WHAT YOU HAVE TO DO: Write out the whole of the material exactly.

SUPPLIED RECORDS:
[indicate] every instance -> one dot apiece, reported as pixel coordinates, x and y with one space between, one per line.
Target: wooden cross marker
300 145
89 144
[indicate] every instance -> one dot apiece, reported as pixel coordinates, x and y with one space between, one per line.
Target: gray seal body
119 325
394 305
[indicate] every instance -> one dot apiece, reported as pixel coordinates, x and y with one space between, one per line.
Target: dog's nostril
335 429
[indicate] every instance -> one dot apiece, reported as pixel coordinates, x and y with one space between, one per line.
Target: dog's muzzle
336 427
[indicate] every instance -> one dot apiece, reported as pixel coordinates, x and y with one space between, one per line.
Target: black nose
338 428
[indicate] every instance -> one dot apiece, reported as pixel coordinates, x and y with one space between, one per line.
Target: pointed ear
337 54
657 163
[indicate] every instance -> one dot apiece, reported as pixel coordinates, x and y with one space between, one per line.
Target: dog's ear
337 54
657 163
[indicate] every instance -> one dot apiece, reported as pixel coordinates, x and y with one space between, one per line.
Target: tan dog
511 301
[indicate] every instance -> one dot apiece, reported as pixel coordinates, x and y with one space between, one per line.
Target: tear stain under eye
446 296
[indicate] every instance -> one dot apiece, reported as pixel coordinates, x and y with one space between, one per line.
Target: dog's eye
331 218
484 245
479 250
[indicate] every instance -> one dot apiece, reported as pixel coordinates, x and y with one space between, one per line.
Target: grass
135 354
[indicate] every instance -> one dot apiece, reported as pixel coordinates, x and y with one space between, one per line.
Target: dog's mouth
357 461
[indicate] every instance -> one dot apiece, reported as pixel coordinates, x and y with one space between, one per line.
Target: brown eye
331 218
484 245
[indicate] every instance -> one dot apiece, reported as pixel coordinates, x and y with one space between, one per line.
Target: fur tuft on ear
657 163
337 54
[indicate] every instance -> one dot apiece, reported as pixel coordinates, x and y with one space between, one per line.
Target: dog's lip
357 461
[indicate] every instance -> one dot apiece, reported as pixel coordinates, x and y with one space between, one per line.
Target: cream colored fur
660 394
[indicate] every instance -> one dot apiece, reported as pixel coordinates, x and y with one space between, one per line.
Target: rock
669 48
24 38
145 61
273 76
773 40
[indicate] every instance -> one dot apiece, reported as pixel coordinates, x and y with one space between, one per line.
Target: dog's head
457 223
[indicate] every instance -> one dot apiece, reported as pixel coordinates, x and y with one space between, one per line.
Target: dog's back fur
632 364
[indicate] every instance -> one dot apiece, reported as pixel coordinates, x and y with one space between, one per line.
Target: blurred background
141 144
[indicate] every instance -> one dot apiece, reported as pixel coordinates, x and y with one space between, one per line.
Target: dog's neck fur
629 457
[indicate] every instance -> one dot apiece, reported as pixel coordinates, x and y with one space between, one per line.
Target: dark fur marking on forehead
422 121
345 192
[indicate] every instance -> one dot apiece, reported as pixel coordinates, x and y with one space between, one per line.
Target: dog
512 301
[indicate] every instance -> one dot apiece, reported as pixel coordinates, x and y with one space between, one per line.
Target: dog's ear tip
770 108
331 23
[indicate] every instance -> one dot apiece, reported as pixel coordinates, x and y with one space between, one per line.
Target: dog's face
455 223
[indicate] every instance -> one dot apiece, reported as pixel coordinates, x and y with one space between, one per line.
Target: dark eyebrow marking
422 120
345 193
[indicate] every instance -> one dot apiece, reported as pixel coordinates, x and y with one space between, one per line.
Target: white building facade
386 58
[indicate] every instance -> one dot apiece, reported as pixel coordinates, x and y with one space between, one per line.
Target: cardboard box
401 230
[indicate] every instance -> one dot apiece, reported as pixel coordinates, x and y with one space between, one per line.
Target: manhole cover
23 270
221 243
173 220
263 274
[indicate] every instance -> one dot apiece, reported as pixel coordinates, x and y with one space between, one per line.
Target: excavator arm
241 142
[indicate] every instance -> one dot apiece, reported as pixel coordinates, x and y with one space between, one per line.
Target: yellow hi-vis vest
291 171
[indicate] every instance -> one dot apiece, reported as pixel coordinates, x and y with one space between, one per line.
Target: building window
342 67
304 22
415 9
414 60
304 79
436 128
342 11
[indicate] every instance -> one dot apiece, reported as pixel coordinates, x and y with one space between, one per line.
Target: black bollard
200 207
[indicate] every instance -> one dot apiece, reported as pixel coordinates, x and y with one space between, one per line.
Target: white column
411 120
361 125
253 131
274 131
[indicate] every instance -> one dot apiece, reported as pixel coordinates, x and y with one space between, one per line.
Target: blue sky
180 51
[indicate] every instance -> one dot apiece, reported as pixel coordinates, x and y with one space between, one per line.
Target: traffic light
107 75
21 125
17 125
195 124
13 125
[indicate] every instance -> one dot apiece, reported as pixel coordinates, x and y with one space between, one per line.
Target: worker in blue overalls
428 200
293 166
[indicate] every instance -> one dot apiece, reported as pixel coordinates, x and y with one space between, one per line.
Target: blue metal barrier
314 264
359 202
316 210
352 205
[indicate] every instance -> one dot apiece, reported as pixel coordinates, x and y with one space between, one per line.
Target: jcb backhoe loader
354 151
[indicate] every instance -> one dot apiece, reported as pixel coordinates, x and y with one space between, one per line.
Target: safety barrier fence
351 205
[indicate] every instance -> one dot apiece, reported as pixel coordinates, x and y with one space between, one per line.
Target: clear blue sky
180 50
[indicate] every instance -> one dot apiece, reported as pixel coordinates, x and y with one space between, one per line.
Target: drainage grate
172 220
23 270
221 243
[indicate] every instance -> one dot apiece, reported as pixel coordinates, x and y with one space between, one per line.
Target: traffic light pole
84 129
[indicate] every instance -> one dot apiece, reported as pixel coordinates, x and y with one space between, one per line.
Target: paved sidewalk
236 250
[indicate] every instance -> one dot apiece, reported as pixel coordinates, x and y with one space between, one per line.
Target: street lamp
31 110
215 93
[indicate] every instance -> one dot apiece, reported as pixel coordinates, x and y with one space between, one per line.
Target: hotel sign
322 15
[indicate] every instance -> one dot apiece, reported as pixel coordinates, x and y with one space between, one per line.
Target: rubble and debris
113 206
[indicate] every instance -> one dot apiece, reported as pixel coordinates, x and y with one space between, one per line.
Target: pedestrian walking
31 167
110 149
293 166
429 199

ANSWER TO THE PROBLEM:
[indicate] every instance -> one dot apiece, reported as pixel coordinates, x and y with one space between, one per line.
Target: wooden cross marker
300 145
89 144
[indicate] every instance -> one dot apiece, reported as pixel coordinates, x and y with one space between, one per line.
Target: gray seal body
119 325
394 305
[indicate] every instance -> one dot apiece, reported as pixel coordinates, x and y with one space between, one per line.
Target: dog's nostril
335 429
[indicate] every instance -> one dot apiece, reported as pixel coordinates, x and y with one space between, one per line.
Target: dog's muzzle
336 427
[indicate] every instance -> one dot apiece, reported as pixel coordinates, x and y with one space between, one per line.
Target: black nose
338 428
[indicate] every instance -> one dot apiece, reported as pixel coordinates, x and y with one space between, one per line.
Target: pointed ear
337 54
657 163
[indicate] every instance -> one dot apiece, reported as pixel coordinates, x and y with one space between, one per line.
Target: dog's ear
337 54
657 163
[indicate] every instance -> one dot apiece, reported as pixel coordinates, x and y with one space between, one per line.
Target: tan dog
511 301
[indicate] every instance -> one dot apiece, reported as pixel coordinates, x and y with one space between, one per line.
Target: tear stain under eye
446 296
[indicate] every instance -> one dot apiece, reported as pixel coordinates, x and y with one space between, one per line.
Target: dog's eye
331 218
484 245
479 250
[indicate] every instance -> one dot apiece, reported as pixel coordinates, x and y with one space between, one per line.
Target: grass
135 354
[indicate] every instance -> one dot apiece, reported as pixel coordinates, x and y with one space between, one per line.
Target: dog's mouth
357 461
[indicate] every instance -> one dot apiece, reported as pixel coordinates, x and y with one space between, one per line.
Target: brown eye
331 218
484 245
[indicate] every instance -> one dot apiece, reported as pixel coordinates, x and y with one space between, one per line.
Target: fur tuft on ear
657 163
337 54
[indicate] every instance -> one dot apiece, reported as pixel coordinates, x and y with one space between, one per line.
Target: dog's lip
357 461
[indicate] every instance -> one dot apiece, reported as pixel coordinates, x and y with one space between, one per line.
Target: cream colored fur
660 394
[indicate] every instance -> one dot apiece, reported as pixel coordinates, x and y with one space between, one per line.
Target: rock
669 48
24 38
145 61
273 76
773 40
[indicate] every instance -> one dot apiece, reported as pixel coordinates, x and y with one space between, one per line.
Target: dog's head
457 223
[indicate] every instance -> one dot apiece, reported as pixel coordinates, x and y with one space between, one per line.
Target: dog's back fur
632 364
[indicate] every instance -> one dot apiece, reported as pixel coordinates, x and y with one space between, one per line.
Target: blurred background
141 144
[indicate] every instance -> one dot apiece, reported as pixel coordinates, x and y with one space between, one per line.
Target: dog's neck fur
629 457
[indicate] every instance -> one dot apiece, reported as pixel coordinates, x and y with one space between, one per line.
Target: dark fur marking on forehead
422 121
345 192
[indicate] every instance -> one dot apiece, reported as pixel coordinates, x and y with one space between, one per line.
Target: dog
512 301
[indicate] every instance -> one dot apiece, reported as pixel coordinates, x and y with one space between, one per line.
Target: dog's ear tip
770 108
331 23
[indicate] every instance -> one dot apiece, reported as pixel coordinates, x and y with one space between, one per line.
Target: dog's face
455 223
[indicate] every instance -> one dot apiece, reported as pixel coordinates, x and y with one space between, one per line.
Target: dark eyebrow marking
422 120
345 193
[indicate] every instance -> one dot apiece, reported as pixel coordinates, x and y with one space between, one per line.
Target: white building facade
386 58
[indicate] every instance -> one dot apiece, reported as pixel coordinates, x and y with one space between, one per line.
Target: cardboard box
401 230
[indicate] every instance -> one dot apiece, reported as pixel coordinates, x and y with one space between, one per line.
Target: manhole cover
23 270
221 243
173 220
263 274
[indicate] every instance -> one dot apiece, reported as pixel coordinates, x and y with one space between, one per line.
Target: excavator arm
241 142
[indicate] every instance -> one dot apiece, reported as pixel coordinates, x and y with one space between, one per line.
Target: yellow hi-vis vest
291 171
[indicate] every instance -> one dot apiece, reported as pixel coordinates, x and y with one space between, one per line.
Target: building window
342 67
304 22
415 9
414 60
304 79
436 128
342 11
[indicate] every instance -> one dot apiece, reported as pixel coordinates, x and y with one space between, one per line.
Target: black bollard
200 207
[indicate] every instance -> one dot apiece, reported as pixel coordinates, x and y with one space between, one per line.
Target: white column
411 120
361 125
253 131
274 131
[indicate] every instance -> one dot apiece, reported as pixel coordinates, x and y with one space between, one per line.
Target: blue sky
180 51
[indicate] every instance -> one dot apiece, reported as pixel coordinates, x and y with one space between, one per line.
Target: traffic light
107 75
21 125
17 125
195 124
13 125
[indicate] every instance -> one dot apiece, reported as pixel coordinates, x and y with one space between, one per line.
Target: worker in blue overalls
428 200
293 166
[indicate] every instance -> one dot apiece, reported as pixel coordinates, x and y with one space between, one per line.
Target: blue metal barrier
314 264
359 202
316 210
352 205
[indicate] every instance -> one dot apiece, reported as pixel coordinates, x and y with one space between, one per line.
Target: jcb backhoe loader
354 151
[indicate] every instance -> one dot apiece, reported as pixel coordinates, x and y with one space between, one per line.
Target: safety barrier fence
351 205
[indicate] every instance -> one dot apiece, reported as pixel coordinates, x and y with one space between, one per line.
Target: clear blue sky
180 50
[indicate] every instance -> one dot apiece, reported as pixel coordinates, x and y with one space between, one per line.
Target: drainage grate
172 220
23 270
221 243
[indicate] every instance -> one dot apiece, reported as pixel coordinates, x and y with one space between, one per line.
Target: traffic light pole
84 129
[indicate] every instance -> one dot apiece, reported as pixel coordinates, x and y with one space between, one per line.
Target: paved sidewalk
236 250
[indicate] every instance -> one dot apiece, reported as pixel coordinates, x and y with one space between, one per line.
Target: street lamp
31 110
215 93
[indicate] every instance -> one dot apiece, reported as pixel coordinates, x and y with one space between, one per line.
Target: hotel sign
322 15
[indicate] every instance -> one dot apiece, reported as pixel coordinates, x and y with one space between, one per line.
Target: rubble and debris
113 206
[indicate] every instance -> one dot apiece, reported as pixel coordinates, x and y with one space between, one per line.
Target: pedestrian walking
31 167
110 149
293 166
429 199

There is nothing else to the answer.